[Object position labeling records]
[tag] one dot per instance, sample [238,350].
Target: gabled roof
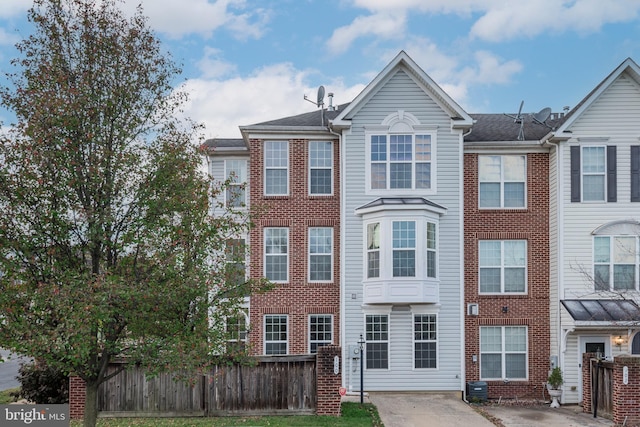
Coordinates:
[403,61]
[627,66]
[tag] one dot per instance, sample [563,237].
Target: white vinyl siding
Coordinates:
[400,161]
[502,181]
[377,341]
[276,164]
[425,336]
[615,263]
[402,92]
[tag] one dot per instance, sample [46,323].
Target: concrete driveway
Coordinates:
[426,409]
[448,410]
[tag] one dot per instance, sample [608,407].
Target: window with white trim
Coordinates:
[235,194]
[320,331]
[276,334]
[276,164]
[377,341]
[593,173]
[400,161]
[320,168]
[502,181]
[276,252]
[235,257]
[425,341]
[615,264]
[237,332]
[393,247]
[320,254]
[503,352]
[503,266]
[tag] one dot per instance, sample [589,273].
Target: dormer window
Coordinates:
[400,154]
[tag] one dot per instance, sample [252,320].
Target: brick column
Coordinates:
[77,394]
[626,397]
[328,383]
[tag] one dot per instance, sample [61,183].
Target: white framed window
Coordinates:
[502,181]
[320,168]
[503,352]
[400,161]
[236,257]
[235,193]
[237,332]
[377,341]
[404,248]
[503,266]
[399,248]
[373,250]
[276,164]
[276,335]
[425,327]
[320,331]
[615,263]
[593,172]
[276,252]
[320,254]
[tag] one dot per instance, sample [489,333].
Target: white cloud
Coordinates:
[269,93]
[177,18]
[383,25]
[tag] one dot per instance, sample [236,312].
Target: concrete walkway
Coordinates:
[448,410]
[426,409]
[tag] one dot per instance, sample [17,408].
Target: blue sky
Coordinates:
[247,61]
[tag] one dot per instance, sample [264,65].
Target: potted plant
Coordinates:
[553,386]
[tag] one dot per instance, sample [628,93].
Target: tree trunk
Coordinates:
[91,404]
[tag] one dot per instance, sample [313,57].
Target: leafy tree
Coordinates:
[108,245]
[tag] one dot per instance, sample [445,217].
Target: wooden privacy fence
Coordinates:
[275,384]
[602,387]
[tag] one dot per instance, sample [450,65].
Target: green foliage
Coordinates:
[555,378]
[42,384]
[108,245]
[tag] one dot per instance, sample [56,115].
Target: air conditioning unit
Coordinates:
[472,309]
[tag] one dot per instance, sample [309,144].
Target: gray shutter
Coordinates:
[575,173]
[635,175]
[612,177]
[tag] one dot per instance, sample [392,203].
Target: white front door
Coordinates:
[592,344]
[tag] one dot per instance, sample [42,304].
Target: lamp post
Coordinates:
[361,342]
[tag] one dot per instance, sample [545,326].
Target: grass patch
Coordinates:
[6,397]
[353,415]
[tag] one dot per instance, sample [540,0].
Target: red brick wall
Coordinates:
[328,382]
[532,309]
[626,397]
[298,211]
[77,395]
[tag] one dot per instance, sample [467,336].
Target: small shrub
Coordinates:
[42,384]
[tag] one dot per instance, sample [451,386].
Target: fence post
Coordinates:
[77,397]
[328,381]
[626,397]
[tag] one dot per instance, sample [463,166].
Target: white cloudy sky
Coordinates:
[247,61]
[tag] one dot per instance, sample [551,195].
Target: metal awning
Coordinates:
[602,310]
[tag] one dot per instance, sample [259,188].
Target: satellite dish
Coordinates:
[320,99]
[542,116]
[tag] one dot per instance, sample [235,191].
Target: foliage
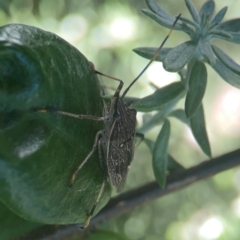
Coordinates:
[189,59]
[42,150]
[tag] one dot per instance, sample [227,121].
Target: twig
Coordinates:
[131,199]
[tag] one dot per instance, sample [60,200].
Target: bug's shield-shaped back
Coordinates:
[121,144]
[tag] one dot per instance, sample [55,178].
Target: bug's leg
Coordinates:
[79,116]
[102,187]
[141,136]
[86,159]
[116,94]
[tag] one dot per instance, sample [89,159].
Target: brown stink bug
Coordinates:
[115,143]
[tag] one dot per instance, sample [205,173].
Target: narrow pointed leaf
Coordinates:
[206,51]
[235,38]
[190,22]
[166,22]
[148,53]
[160,97]
[226,74]
[180,115]
[219,16]
[192,11]
[196,88]
[226,60]
[149,143]
[207,8]
[199,131]
[215,33]
[179,56]
[230,26]
[159,11]
[40,151]
[160,156]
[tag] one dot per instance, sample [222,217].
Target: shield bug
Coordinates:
[115,143]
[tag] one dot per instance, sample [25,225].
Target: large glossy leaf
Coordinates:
[39,152]
[199,131]
[160,97]
[160,156]
[196,88]
[11,225]
[179,56]
[105,235]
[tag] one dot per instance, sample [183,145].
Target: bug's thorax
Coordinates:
[118,140]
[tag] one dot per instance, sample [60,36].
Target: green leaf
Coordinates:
[180,115]
[206,51]
[226,60]
[160,156]
[159,98]
[179,56]
[150,144]
[227,36]
[173,165]
[166,22]
[196,90]
[192,11]
[199,131]
[40,151]
[226,74]
[188,21]
[11,225]
[148,53]
[158,117]
[230,26]
[105,235]
[159,11]
[235,38]
[207,8]
[219,16]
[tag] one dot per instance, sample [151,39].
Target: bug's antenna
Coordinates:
[153,58]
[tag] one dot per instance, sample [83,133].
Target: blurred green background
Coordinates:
[106,31]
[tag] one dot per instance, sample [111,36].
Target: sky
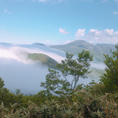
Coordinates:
[58,21]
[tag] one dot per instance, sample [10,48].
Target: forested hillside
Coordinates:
[63,98]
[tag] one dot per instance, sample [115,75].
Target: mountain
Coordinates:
[28,53]
[97,50]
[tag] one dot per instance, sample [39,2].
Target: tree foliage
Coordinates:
[110,77]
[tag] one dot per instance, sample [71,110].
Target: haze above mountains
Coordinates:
[57,52]
[26,65]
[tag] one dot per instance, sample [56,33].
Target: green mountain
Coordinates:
[77,46]
[42,58]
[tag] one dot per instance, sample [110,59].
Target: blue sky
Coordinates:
[58,21]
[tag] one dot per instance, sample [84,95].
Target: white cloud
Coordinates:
[63,31]
[45,1]
[80,32]
[6,11]
[108,36]
[115,12]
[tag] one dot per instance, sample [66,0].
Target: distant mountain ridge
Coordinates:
[97,50]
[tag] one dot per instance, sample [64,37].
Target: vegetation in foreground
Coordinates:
[63,96]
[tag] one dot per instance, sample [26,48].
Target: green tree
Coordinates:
[71,67]
[110,77]
[76,68]
[1,83]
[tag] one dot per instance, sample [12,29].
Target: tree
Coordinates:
[1,83]
[110,77]
[71,66]
[54,84]
[76,67]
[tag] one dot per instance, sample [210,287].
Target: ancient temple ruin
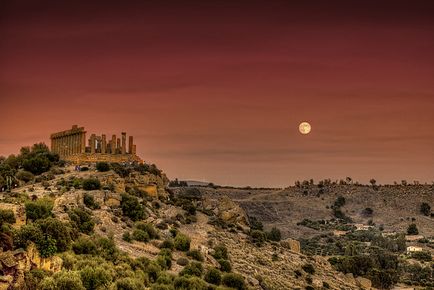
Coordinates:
[71,146]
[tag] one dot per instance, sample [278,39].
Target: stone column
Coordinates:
[92,143]
[130,144]
[113,145]
[83,142]
[103,144]
[124,142]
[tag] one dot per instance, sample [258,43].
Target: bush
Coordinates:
[82,220]
[91,184]
[194,283]
[165,259]
[132,208]
[60,232]
[129,284]
[68,280]
[192,269]
[339,202]
[102,166]
[89,201]
[140,236]
[196,255]
[7,216]
[422,256]
[149,229]
[182,261]
[213,276]
[84,246]
[38,209]
[234,281]
[274,235]
[412,230]
[25,176]
[182,242]
[225,265]
[127,237]
[425,208]
[94,278]
[308,268]
[257,237]
[167,244]
[220,252]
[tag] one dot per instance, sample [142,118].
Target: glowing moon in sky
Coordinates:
[304,128]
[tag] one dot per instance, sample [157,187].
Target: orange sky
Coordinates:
[215,92]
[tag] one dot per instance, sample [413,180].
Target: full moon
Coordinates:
[304,128]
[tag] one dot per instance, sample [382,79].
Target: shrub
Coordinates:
[82,220]
[132,208]
[91,184]
[182,242]
[225,265]
[192,269]
[308,268]
[68,280]
[25,176]
[182,261]
[213,276]
[38,209]
[339,202]
[140,236]
[257,237]
[184,283]
[274,235]
[59,231]
[422,256]
[368,211]
[129,284]
[84,246]
[234,281]
[255,224]
[412,230]
[149,229]
[102,166]
[7,216]
[165,259]
[94,278]
[127,237]
[425,208]
[196,255]
[167,244]
[220,252]
[89,201]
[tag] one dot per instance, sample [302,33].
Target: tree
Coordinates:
[213,276]
[82,220]
[233,280]
[39,209]
[132,208]
[7,216]
[182,242]
[425,208]
[91,184]
[412,230]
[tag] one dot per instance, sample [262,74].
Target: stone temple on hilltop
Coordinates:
[71,146]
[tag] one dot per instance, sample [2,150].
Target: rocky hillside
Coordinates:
[122,229]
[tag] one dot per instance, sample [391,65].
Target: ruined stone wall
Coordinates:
[102,157]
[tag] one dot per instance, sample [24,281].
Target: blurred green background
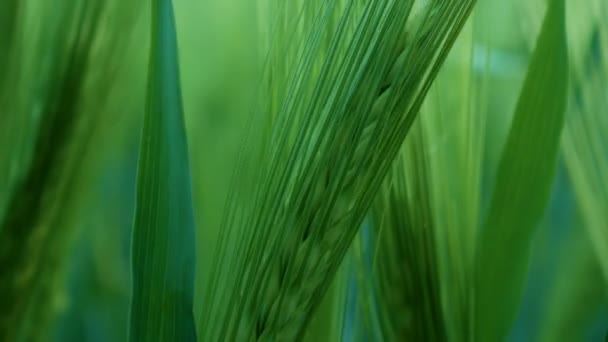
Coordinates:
[76,262]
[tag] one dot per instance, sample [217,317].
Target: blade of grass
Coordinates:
[523,182]
[37,197]
[163,250]
[352,89]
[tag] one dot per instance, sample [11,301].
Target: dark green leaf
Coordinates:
[163,234]
[523,182]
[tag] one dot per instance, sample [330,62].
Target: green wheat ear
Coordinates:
[163,250]
[339,110]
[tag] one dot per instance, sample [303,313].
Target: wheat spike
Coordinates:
[343,117]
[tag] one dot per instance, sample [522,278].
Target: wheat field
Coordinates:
[303,170]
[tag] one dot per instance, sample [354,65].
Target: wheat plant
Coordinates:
[306,170]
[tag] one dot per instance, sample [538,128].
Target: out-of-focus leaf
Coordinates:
[523,182]
[163,247]
[577,292]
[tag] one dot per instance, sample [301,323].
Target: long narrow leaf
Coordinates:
[523,182]
[163,232]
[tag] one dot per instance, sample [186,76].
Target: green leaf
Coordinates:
[523,182]
[163,248]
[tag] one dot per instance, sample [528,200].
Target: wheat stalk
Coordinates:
[334,139]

» **WRITTEN REQUEST**: Recast the lines of the records from the line with "[tag] one dot per instance, sample [528,200]." to the end as a Markdown table with the columns Row and Line, one line per row and blank lines left out.

» **ANSWER TO THIS EXERCISE**:
| Row | Line |
|---|---|
| 1 | [tag] one dot per instance, sample [528,200]. |
| 2 | Target: wheat stalk |
| 3 | Coordinates: |
| 4 | [334,139] |